Point annotation dataset records:
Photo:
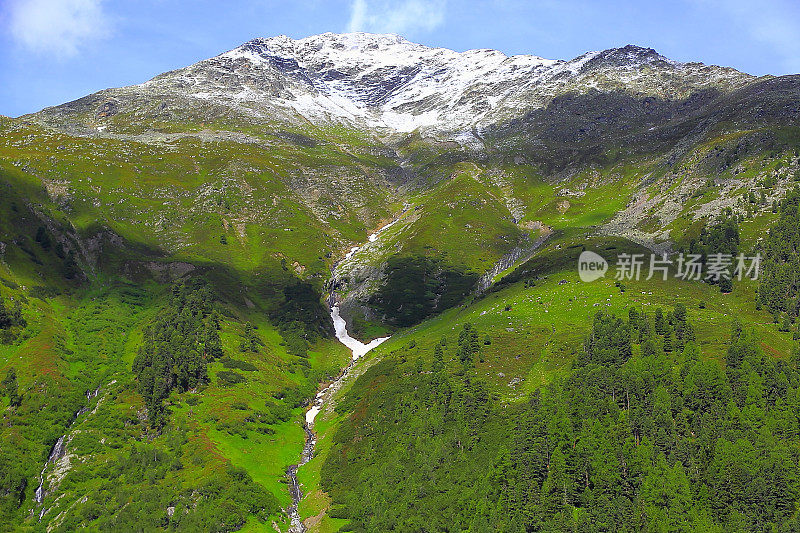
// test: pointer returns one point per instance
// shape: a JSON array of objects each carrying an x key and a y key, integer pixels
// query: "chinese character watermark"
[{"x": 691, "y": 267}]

EXERCISE:
Reproduce the material above in full, exactly, with no images.

WORKED SOLUTION:
Photo:
// test: pointer returns one point per instance
// shape: a JSON array of objects each carrying an x key and a y key, integer pixels
// query: "chinese character watermark"
[{"x": 691, "y": 267}]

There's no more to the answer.